Dataset excerpts on object pointing:
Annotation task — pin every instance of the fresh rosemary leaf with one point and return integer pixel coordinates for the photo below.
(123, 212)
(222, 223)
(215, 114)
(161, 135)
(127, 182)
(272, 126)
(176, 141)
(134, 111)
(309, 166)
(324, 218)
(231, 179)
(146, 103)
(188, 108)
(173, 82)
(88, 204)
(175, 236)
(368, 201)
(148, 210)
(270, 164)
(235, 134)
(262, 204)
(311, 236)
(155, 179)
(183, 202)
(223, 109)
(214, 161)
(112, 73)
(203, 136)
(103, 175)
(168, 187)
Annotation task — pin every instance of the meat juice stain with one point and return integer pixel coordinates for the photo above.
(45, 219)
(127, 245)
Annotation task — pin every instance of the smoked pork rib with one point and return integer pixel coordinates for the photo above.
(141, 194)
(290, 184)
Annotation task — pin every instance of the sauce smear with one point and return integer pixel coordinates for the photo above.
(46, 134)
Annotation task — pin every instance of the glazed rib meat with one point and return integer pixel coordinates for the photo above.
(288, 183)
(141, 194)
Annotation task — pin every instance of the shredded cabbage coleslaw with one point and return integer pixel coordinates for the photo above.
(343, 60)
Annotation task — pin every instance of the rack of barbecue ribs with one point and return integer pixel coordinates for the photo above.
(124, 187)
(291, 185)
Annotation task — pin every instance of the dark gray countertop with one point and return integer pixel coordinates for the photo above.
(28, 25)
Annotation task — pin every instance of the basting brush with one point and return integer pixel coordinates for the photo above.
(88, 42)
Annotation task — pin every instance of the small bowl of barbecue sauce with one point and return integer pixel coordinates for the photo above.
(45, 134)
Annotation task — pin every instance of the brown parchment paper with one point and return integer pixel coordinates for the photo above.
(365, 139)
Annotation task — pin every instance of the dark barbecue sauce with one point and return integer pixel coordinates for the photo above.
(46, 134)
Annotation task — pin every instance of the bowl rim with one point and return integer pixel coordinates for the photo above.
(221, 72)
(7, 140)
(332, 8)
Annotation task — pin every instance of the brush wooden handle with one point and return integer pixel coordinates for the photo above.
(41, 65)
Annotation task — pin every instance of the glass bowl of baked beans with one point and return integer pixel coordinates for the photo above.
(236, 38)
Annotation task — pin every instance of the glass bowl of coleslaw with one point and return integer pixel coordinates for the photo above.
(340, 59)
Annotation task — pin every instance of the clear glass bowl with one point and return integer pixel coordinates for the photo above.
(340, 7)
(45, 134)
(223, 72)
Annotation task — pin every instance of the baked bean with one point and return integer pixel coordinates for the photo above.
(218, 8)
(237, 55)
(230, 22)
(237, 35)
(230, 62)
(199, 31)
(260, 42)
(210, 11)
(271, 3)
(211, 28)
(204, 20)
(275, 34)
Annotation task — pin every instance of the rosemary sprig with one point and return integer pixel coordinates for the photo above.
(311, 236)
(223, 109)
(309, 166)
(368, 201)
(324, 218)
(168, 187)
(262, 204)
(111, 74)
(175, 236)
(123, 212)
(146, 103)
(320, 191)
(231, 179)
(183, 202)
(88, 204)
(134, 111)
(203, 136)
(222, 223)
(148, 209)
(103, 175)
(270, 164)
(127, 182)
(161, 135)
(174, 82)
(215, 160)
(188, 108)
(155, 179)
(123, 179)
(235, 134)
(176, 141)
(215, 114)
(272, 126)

▶ _DIRECTIONS_: All of the lines above must be returned exactly.

▶ _OUTPUT_:
Annotation task — pin every instance of the fresh rosemary leaf with one point and return integer pixel coordinates for the photo below.
(123, 212)
(222, 223)
(215, 114)
(161, 135)
(127, 182)
(272, 126)
(176, 141)
(134, 111)
(309, 166)
(324, 218)
(231, 179)
(146, 103)
(188, 108)
(173, 82)
(88, 204)
(175, 236)
(368, 201)
(148, 210)
(270, 164)
(235, 134)
(262, 204)
(311, 236)
(155, 179)
(183, 202)
(223, 109)
(214, 161)
(112, 73)
(203, 136)
(103, 175)
(168, 187)
Annotation task — pin every instance of the meat juice stain with one point and return integer pixel coordinates for the photo above.
(45, 219)
(127, 245)
Annotation task — pin every instance of the smoked pork rib with one point and return integer pixel coordinates for the photo above.
(141, 194)
(290, 184)
Annotation task — pin every instance of the sauce smear with one point and return integer pixel coordinates for the photo above.
(46, 134)
Annotation task — pin every instance of the glazed rib meat with one point and return integer pixel coordinates for the photo above.
(288, 183)
(141, 194)
Annotation task — pin every instance of the shredded cabbage coleslaw with one point and return integer pixel coordinates for the photo above.
(343, 60)
Annotation task — pin every instance of the rack of barbecue ribs with one point and return integer pixel coordinates for the photo above.
(124, 187)
(291, 185)
Annotation task — pin every instance of the dark gray countertop with one point and return integer pixel coordinates for the photo above.
(28, 25)
Annotation task — pin every instance of the basting brush with one point and return integer pixel coordinates for the photo above.
(88, 42)
Annotation task — pin every instance of the small bowl of barbecue sauce with one point and return integer pixel coordinates for the photo above.
(45, 134)
Annotation task — pin every instance of the brown parchment paper with one point and return integer pixel coordinates for the photo above.
(365, 139)
Annotation task — pin every instance of the dark barbecue sauce with one point and return integer pixel coordinates for the photo above.
(46, 134)
Annotation task — pin every instance of the bowl rim with one point and return integer pixel coordinates for the photo above.
(221, 72)
(7, 140)
(332, 8)
Annotation task — pin every instance of the brush wooden handle with one point and return integer pixel coordinates for the photo above.
(41, 65)
Annotation task — pin every instance of the glass bowl of baked beans with one point and return integer pixel coordinates for the photo above.
(236, 38)
Annotation task — pin every instance of the glass bowl of coleslaw with one point and return integer pixel coordinates for the photo above.
(340, 59)
Annotation task — pin every instance of the clear glass bowl with one point and return integer pixel coordinates for the photo above.
(340, 7)
(45, 134)
(223, 72)
Annotation task — pin every instance of the baked bean with one point and return integer pixel coordinates for the photo above.
(218, 8)
(237, 55)
(230, 22)
(237, 35)
(230, 62)
(199, 31)
(260, 42)
(210, 11)
(271, 3)
(211, 28)
(204, 20)
(275, 34)
Annotation task — pin every instance of the rosemary sprig with one point and return integer pixel coordinates for the photo above.
(311, 236)
(223, 109)
(309, 166)
(368, 201)
(324, 218)
(168, 187)
(262, 204)
(111, 74)
(175, 236)
(123, 212)
(146, 103)
(320, 191)
(231, 179)
(183, 202)
(88, 204)
(134, 111)
(203, 136)
(222, 223)
(148, 209)
(103, 175)
(270, 164)
(127, 182)
(161, 135)
(174, 82)
(215, 160)
(188, 108)
(155, 179)
(123, 179)
(235, 134)
(176, 141)
(215, 114)
(272, 126)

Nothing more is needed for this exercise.